== Passage shown ==
########################################

Thanks for your feedback! I'm still learning!  And that's great advice about the SS cards. I'm going to do that.


----------



## Lotsa (Mar 31, 2015)

GusPolinski said:


> Too much discourse for the 180. All he really needed to know was (a) that you were out to dinner w/ friends and (b) that, going forward, you'd be communicating your schedule via e-mail. Now that you've successfully communicated the latter, next time you're out, tell him nothing more than that, then block/ignore/silence any calls from his phone for the rest of the evening.
> 
> I suppose a quick "I'm going out" as you're headed out the door wouldn't be too bad, but that's only if he's actually at home. IOW, I wouldn't bother w/ a text, calendar reminder, etc. After all, you're not his secretary.
> 
> ...


Could someone please let me know how I would implement the 180 in my circumstances?
I have told my cheating husband that I want out of our marriage and that he needs to find a job and somewhere to live. I have said that I will not ‘kick him out’ but want him to do this as quickly as possible.
He first got angry and told me I was a ‘coward’ for asking him to leave because I know he has no one and nowhere to go. He told me he really wants to work on the marriage (we have been to marriage counselling (but of course I have paid for it) but follows this up with, ‘I have no car, no friends’ etc. 
I know he is just using me. He has been trying to get close to me now, trying to talk, trying to hug me etc but honestly, I just don’t want any of it.
Can anyone help me with this? It is so hard to implement for me because I have always been the breadwinner, looked after the kids, finances and housework. I also am the only one who works and with my kids going to day care, he really does nothing during the day except train and play computer games. 
Please help!


----------



## EleGirl (Dec 3, 2011)

Lotsa said:


> Could someone please let me know how I would implement the 180 in my circumstances?
> 
> I have told my cheating husband that I want out of our marriage and that he needs to find a job and somewhere to live. I have said that I will not ‘kick him out’ but want him to do this as quickly as possible.
> 
> He first got angry and told me I was a ‘coward’ for asking him to leave because I know he has no one and nowhere to go. He told me he really wants to work on the marriage (we have been to marriage counselling (but of course I have paid for it) but follows this up with, ‘I have no car, no friends’ etc.


Of course he said that you are a coward. He had to find some way to turn this around on you. He’s a big boy. He can go live with his parents. Or maybe HW will take him back. They deserve each other. Does she will live near you?
He has no place to go, no car, no friends… I guess it’s time for him to grow up and get a job. After all he will have to support himself.



Lotsa said:


> I know he is just using me. He has been trying to get close to me now, trying to talk, trying to hug me etc but honestly, I just don’t want any of it.
> 
> Can anyone help me with this? It is so hard to implement for me because I have always been the breadwinner, looked after the kids, finances and housework. I also am the only one who works and with my kids going to day care, he really does nothing during the day except train and play computer games.
> Please help!


He’s home all day playing. So you are not there to talk to him. That’s good. If he calls you or texts you do not respond right away and only respond if it’s important about the children.
What circumstance do you think that you will need to talk to him? It sounds like he’s not around much when you are at home.

########################################

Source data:
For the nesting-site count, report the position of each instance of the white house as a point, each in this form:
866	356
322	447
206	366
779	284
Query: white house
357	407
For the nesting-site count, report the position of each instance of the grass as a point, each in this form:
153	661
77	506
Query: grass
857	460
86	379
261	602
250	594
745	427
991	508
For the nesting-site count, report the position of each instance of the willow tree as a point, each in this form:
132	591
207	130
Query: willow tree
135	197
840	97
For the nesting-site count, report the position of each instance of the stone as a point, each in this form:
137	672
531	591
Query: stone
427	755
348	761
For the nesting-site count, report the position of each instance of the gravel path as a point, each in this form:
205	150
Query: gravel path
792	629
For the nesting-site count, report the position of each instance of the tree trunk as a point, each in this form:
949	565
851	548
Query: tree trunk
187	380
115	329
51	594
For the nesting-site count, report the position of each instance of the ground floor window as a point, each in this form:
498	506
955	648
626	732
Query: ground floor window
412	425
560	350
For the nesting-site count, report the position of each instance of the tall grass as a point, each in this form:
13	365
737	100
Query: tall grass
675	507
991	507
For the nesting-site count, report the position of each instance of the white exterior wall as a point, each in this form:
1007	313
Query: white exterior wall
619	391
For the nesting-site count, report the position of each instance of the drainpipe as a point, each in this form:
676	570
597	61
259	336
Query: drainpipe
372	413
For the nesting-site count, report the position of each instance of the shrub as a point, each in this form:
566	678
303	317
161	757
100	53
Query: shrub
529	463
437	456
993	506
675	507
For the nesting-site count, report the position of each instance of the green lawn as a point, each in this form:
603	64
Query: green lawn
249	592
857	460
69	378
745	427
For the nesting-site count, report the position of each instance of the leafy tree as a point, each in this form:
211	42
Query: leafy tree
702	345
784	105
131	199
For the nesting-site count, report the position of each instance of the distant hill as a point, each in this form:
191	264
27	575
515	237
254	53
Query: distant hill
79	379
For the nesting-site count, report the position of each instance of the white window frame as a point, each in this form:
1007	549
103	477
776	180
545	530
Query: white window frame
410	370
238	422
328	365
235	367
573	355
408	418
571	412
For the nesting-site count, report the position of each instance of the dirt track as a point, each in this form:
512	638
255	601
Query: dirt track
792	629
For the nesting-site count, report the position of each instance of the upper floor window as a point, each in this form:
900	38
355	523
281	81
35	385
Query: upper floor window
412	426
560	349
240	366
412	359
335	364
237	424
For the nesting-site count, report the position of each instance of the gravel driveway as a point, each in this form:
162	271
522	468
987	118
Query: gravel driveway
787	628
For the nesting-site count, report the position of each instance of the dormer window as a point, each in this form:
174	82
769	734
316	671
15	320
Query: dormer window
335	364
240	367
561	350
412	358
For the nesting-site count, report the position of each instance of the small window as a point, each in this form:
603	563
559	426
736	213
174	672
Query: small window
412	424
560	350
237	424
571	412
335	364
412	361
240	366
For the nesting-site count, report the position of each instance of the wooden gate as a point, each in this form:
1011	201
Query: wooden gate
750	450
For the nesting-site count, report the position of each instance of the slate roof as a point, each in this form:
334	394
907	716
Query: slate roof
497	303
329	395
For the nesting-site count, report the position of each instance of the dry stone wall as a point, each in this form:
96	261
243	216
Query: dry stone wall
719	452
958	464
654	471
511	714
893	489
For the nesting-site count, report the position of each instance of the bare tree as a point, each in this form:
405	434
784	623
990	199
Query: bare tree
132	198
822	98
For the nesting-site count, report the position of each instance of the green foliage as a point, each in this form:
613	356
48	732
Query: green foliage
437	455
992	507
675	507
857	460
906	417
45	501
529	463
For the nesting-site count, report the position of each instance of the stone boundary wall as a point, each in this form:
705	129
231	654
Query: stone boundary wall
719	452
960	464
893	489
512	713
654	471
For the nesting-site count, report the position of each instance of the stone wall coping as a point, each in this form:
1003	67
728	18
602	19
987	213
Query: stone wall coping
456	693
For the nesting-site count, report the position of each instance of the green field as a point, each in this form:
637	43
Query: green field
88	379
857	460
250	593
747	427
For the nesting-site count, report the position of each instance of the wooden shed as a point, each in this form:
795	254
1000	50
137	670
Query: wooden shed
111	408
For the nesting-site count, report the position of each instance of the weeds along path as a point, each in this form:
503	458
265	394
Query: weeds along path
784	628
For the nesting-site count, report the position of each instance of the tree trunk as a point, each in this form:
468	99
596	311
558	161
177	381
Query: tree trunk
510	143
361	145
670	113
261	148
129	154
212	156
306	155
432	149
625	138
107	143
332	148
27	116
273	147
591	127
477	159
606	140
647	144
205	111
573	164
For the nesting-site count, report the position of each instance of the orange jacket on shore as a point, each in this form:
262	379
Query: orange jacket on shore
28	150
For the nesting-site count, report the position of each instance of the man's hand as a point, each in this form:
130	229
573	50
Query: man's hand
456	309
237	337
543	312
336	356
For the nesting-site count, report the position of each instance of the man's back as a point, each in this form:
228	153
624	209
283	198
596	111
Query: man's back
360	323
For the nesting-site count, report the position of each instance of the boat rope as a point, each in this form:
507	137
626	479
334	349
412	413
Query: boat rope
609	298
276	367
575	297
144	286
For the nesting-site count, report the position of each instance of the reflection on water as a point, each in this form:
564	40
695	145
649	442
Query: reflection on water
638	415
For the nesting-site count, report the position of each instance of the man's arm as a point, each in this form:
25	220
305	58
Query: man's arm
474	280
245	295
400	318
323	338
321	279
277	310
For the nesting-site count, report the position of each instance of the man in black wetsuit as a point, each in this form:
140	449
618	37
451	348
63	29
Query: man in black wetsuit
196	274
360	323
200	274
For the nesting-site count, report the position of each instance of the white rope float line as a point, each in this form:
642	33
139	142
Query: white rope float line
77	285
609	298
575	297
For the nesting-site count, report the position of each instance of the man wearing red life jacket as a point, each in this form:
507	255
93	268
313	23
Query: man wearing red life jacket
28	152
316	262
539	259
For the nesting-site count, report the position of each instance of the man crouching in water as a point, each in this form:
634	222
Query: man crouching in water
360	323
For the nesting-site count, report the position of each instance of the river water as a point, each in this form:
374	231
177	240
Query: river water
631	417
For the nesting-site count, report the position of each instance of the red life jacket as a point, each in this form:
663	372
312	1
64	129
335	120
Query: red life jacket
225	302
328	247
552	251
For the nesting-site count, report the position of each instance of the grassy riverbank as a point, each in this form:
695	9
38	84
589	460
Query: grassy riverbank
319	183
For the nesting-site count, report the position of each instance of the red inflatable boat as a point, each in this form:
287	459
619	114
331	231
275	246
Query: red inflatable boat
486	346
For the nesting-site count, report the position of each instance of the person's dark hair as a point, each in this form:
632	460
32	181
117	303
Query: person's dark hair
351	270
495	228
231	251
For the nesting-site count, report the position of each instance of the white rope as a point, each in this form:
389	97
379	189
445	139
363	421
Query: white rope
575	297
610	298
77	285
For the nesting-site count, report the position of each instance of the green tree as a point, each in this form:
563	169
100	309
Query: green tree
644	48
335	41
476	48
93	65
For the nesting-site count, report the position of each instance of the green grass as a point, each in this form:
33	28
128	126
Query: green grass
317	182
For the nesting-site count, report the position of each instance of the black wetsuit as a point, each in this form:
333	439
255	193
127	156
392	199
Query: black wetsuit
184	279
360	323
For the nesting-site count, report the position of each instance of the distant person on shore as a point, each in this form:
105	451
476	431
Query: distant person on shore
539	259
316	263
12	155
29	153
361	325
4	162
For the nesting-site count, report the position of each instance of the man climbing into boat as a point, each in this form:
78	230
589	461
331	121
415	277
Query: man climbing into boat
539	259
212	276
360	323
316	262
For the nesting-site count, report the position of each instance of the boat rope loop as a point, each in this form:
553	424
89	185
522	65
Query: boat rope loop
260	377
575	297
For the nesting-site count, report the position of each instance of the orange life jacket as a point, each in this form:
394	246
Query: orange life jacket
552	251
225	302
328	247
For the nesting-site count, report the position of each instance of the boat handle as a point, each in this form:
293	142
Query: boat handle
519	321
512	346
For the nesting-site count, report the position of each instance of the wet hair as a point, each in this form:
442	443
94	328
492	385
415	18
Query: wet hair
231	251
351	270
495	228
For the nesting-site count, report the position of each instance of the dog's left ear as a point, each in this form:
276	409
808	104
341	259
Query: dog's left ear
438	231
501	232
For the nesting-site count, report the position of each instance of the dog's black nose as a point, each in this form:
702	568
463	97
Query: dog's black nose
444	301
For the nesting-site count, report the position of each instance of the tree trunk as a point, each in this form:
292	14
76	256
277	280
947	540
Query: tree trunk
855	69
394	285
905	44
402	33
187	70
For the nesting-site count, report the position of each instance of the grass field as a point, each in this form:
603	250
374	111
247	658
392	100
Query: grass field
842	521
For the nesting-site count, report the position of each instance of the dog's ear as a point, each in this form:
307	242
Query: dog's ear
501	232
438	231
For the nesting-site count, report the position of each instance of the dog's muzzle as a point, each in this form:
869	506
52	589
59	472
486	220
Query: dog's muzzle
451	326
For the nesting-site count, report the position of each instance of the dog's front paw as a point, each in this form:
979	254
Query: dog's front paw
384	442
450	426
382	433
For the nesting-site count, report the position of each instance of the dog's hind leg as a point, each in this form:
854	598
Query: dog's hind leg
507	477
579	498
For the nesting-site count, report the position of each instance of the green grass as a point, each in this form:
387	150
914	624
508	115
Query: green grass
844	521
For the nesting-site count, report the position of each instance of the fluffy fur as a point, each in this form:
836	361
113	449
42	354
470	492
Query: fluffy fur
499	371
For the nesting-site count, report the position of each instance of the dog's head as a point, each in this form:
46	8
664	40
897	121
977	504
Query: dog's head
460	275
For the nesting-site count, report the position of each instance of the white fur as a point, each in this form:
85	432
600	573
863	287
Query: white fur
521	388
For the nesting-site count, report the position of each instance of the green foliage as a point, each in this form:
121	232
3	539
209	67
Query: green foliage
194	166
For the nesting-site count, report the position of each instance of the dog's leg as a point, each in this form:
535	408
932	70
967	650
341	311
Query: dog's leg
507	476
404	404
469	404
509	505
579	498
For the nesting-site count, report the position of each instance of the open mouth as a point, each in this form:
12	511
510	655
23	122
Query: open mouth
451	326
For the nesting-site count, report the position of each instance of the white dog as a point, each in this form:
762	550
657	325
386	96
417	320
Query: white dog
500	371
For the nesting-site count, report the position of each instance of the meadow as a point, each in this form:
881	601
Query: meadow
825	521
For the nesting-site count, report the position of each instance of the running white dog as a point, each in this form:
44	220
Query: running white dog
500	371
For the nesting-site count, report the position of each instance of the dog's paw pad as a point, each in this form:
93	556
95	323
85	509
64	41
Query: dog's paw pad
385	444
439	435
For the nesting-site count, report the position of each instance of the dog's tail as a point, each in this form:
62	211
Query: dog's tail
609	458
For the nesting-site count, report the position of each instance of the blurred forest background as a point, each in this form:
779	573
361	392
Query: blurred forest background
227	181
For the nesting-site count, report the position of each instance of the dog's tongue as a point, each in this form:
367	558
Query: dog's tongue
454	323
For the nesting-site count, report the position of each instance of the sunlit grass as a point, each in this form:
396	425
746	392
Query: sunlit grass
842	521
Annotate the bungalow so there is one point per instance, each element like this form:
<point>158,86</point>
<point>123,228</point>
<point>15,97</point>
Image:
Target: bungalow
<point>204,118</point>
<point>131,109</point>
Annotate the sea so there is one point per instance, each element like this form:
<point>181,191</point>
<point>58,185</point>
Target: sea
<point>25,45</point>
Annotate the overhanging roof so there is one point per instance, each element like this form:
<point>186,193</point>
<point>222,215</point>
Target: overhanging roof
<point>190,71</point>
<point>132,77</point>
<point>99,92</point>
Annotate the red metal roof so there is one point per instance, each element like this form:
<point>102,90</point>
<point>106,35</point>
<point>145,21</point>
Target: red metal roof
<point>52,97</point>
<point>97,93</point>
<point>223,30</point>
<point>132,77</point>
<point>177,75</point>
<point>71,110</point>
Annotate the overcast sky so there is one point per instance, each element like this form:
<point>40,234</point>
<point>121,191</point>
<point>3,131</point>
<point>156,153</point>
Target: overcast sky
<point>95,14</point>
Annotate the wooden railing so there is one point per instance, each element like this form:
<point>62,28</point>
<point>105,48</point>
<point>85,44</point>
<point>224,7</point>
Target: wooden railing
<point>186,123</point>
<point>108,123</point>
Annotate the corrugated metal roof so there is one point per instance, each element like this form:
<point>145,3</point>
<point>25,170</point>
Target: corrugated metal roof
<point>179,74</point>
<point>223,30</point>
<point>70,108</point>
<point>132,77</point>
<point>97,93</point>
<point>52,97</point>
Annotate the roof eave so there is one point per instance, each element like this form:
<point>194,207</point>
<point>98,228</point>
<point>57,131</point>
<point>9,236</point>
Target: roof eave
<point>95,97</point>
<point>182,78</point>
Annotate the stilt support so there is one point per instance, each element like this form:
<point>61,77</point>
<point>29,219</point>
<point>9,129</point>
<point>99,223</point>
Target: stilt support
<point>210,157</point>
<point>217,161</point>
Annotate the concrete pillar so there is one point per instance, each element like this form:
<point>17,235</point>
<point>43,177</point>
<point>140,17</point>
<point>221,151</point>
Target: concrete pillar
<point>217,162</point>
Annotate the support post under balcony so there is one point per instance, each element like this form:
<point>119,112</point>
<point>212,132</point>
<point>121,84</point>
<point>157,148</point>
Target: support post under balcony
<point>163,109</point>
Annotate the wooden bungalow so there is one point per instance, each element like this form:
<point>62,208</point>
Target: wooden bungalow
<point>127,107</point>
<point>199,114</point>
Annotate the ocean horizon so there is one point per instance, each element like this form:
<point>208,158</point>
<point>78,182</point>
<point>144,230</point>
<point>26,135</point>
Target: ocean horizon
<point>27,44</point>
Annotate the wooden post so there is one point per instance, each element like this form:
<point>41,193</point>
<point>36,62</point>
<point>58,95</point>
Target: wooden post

########################################

== Set problem ==
Quote the forum thread above word for word, starting with "He has no place" and going on through "about the children.".

== The response ==
He has no place to go, no car, no friends… I guess it’s time for him to grow up and get a job. After all he will have to support himself.



Lotsa said:


> I know he is just using me. He has been trying to get close to me now, trying to talk, trying to hug me etc but honestly, I just don’t want any of it.
> 
> Can anyone help me with this? It is so hard to implement for me because I have always been the breadwinner, looked after the kids, finances and housework. I also am the only one who works and with my kids going to day care, he really does nothing during the day except train and play computer games.
> Please help!


He’s home all day playing. So you are not there to talk to him. That’s good. If he calls you or texts you do not respond right away and only respond if it’s important about the children.